### Task directions:
Your answer should hold only the lines from the one with "of the long" through the end of the listing below, each retyped exactly.

=-=-=

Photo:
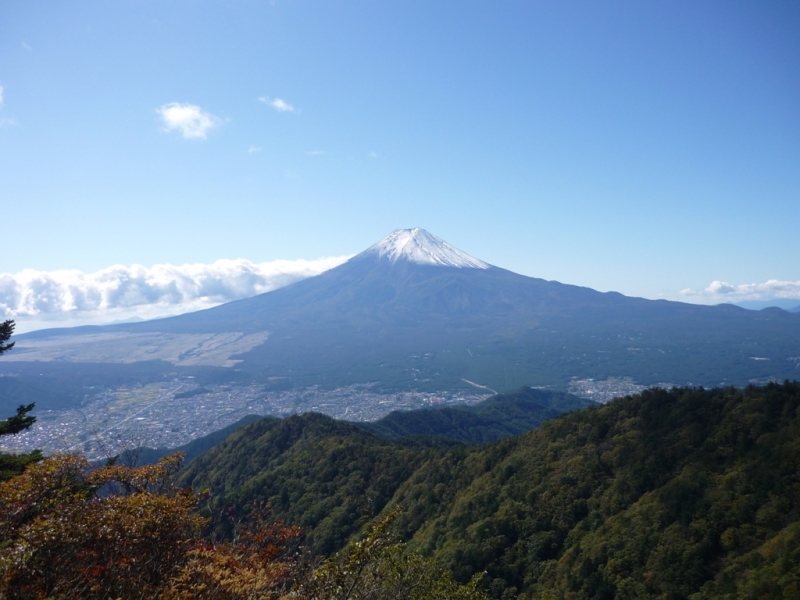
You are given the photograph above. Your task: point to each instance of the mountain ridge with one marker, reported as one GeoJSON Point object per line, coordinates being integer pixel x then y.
{"type": "Point", "coordinates": [429, 326]}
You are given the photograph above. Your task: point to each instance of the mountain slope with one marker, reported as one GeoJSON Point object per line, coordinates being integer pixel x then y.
{"type": "Point", "coordinates": [498, 417]}
{"type": "Point", "coordinates": [414, 313]}
{"type": "Point", "coordinates": [666, 494]}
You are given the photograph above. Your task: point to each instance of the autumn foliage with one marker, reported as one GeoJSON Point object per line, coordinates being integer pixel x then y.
{"type": "Point", "coordinates": [67, 531]}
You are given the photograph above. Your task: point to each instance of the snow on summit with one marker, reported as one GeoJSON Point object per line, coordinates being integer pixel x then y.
{"type": "Point", "coordinates": [418, 246]}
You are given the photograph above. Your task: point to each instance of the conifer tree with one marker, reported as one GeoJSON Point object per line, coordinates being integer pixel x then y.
{"type": "Point", "coordinates": [14, 464]}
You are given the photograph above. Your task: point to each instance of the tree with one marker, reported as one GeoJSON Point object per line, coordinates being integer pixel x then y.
{"type": "Point", "coordinates": [121, 532]}
{"type": "Point", "coordinates": [377, 568]}
{"type": "Point", "coordinates": [14, 464]}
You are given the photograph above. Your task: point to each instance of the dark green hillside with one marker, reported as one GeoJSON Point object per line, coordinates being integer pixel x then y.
{"type": "Point", "coordinates": [687, 493]}
{"type": "Point", "coordinates": [150, 456]}
{"type": "Point", "coordinates": [328, 476]}
{"type": "Point", "coordinates": [661, 495]}
{"type": "Point", "coordinates": [498, 417]}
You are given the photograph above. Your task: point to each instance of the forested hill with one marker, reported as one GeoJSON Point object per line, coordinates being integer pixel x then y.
{"type": "Point", "coordinates": [666, 494]}
{"type": "Point", "coordinates": [498, 417]}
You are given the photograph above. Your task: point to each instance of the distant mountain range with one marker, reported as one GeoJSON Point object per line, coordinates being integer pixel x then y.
{"type": "Point", "coordinates": [413, 312]}
{"type": "Point", "coordinates": [681, 493]}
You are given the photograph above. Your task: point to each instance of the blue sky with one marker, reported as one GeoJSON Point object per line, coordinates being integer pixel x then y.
{"type": "Point", "coordinates": [642, 147]}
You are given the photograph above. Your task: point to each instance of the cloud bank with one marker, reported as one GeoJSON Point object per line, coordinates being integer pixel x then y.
{"type": "Point", "coordinates": [720, 291]}
{"type": "Point", "coordinates": [70, 297]}
{"type": "Point", "coordinates": [277, 104]}
{"type": "Point", "coordinates": [188, 119]}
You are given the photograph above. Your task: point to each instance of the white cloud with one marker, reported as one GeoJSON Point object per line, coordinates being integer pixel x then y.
{"type": "Point", "coordinates": [277, 104]}
{"type": "Point", "coordinates": [189, 119]}
{"type": "Point", "coordinates": [720, 291]}
{"type": "Point", "coordinates": [120, 292]}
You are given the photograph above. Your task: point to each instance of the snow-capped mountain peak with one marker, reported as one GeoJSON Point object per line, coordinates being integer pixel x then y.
{"type": "Point", "coordinates": [418, 246]}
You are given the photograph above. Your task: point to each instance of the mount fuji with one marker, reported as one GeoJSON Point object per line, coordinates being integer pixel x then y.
{"type": "Point", "coordinates": [413, 312]}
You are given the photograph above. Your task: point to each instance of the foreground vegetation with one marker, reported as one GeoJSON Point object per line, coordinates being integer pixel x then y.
{"type": "Point", "coordinates": [666, 494]}
{"type": "Point", "coordinates": [686, 493]}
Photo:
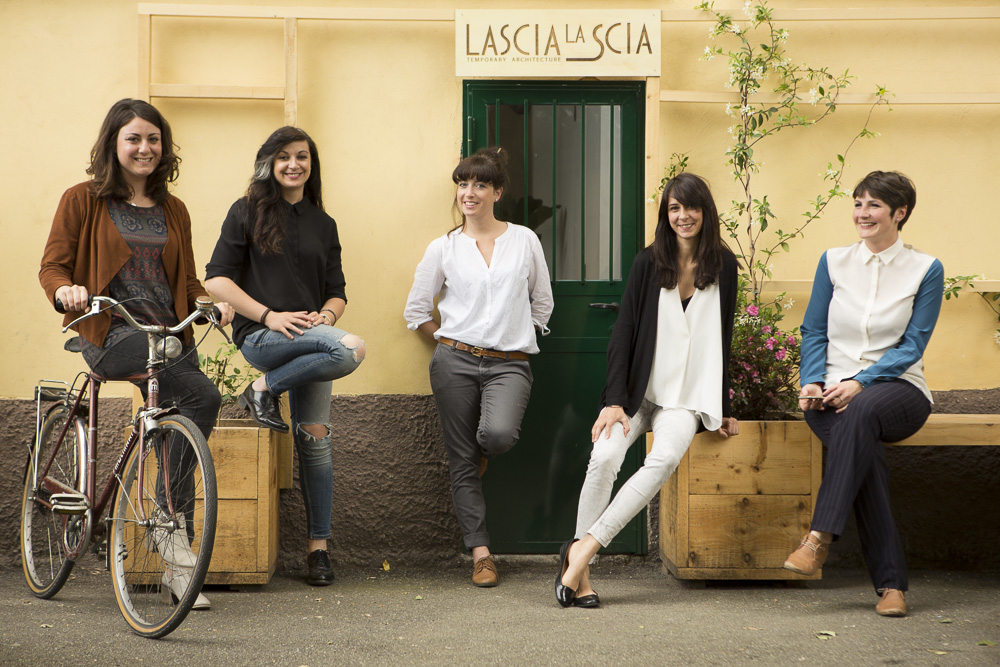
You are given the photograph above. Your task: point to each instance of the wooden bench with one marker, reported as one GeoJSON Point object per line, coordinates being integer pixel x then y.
{"type": "Point", "coordinates": [735, 508]}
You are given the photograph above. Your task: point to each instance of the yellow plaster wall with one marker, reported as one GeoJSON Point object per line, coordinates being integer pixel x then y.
{"type": "Point", "coordinates": [382, 101]}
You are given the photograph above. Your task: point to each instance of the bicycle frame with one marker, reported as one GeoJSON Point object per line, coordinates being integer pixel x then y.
{"type": "Point", "coordinates": [145, 420]}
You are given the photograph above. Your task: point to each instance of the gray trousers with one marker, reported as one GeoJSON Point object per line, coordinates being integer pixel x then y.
{"type": "Point", "coordinates": [480, 402]}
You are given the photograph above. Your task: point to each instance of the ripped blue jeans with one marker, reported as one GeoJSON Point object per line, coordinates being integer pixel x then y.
{"type": "Point", "coordinates": [305, 367]}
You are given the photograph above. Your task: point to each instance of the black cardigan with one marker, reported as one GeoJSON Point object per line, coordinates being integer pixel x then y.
{"type": "Point", "coordinates": [633, 340]}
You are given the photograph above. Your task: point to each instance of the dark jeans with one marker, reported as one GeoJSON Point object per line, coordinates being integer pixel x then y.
{"type": "Point", "coordinates": [855, 474]}
{"type": "Point", "coordinates": [305, 366]}
{"type": "Point", "coordinates": [480, 402]}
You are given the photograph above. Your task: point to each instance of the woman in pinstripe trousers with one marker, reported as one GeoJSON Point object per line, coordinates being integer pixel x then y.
{"type": "Point", "coordinates": [873, 307]}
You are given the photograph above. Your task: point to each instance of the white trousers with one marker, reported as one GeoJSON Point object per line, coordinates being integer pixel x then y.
{"type": "Point", "coordinates": [673, 429]}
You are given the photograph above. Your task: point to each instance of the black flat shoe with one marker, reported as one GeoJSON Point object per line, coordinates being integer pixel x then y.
{"type": "Point", "coordinates": [320, 572]}
{"type": "Point", "coordinates": [264, 408]}
{"type": "Point", "coordinates": [587, 601]}
{"type": "Point", "coordinates": [564, 594]}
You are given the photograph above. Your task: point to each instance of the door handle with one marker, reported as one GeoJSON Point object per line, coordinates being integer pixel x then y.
{"type": "Point", "coordinates": [606, 306]}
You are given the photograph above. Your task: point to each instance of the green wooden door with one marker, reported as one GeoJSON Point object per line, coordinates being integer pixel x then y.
{"type": "Point", "coordinates": [575, 167]}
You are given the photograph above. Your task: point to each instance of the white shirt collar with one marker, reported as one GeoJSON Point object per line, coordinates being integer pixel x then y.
{"type": "Point", "coordinates": [886, 256]}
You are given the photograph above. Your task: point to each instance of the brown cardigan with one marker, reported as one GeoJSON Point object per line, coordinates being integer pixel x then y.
{"type": "Point", "coordinates": [85, 248]}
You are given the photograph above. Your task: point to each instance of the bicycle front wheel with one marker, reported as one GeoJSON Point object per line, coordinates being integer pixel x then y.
{"type": "Point", "coordinates": [45, 534]}
{"type": "Point", "coordinates": [163, 527]}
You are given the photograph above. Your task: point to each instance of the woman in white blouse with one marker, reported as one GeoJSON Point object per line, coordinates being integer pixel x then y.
{"type": "Point", "coordinates": [873, 307]}
{"type": "Point", "coordinates": [668, 361]}
{"type": "Point", "coordinates": [493, 294]}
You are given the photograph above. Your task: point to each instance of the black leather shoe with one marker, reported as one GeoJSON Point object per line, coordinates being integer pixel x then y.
{"type": "Point", "coordinates": [320, 572]}
{"type": "Point", "coordinates": [564, 594]}
{"type": "Point", "coordinates": [587, 601]}
{"type": "Point", "coordinates": [264, 408]}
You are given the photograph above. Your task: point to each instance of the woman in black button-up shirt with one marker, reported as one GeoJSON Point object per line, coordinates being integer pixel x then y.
{"type": "Point", "coordinates": [278, 262]}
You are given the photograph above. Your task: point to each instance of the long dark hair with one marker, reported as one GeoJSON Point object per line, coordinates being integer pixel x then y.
{"type": "Point", "coordinates": [693, 192]}
{"type": "Point", "coordinates": [266, 214]}
{"type": "Point", "coordinates": [487, 165]}
{"type": "Point", "coordinates": [108, 180]}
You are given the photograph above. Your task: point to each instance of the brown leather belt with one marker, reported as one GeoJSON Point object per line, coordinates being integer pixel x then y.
{"type": "Point", "coordinates": [483, 352]}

=-=-=

### Written answer:
You are given the photograph above. Your task: point to each instance of the long dark hair with one marker, reported as one GeoJSON Point object per line, coordinates being integer pixel x then y.
{"type": "Point", "coordinates": [693, 192]}
{"type": "Point", "coordinates": [266, 214]}
{"type": "Point", "coordinates": [487, 165]}
{"type": "Point", "coordinates": [108, 180]}
You are given the photograph above. Your task: point to each instance of the brown leather belt with one marker, reported as one GeoJSON Point object per line, coordinates being integer pixel x then y.
{"type": "Point", "coordinates": [483, 352]}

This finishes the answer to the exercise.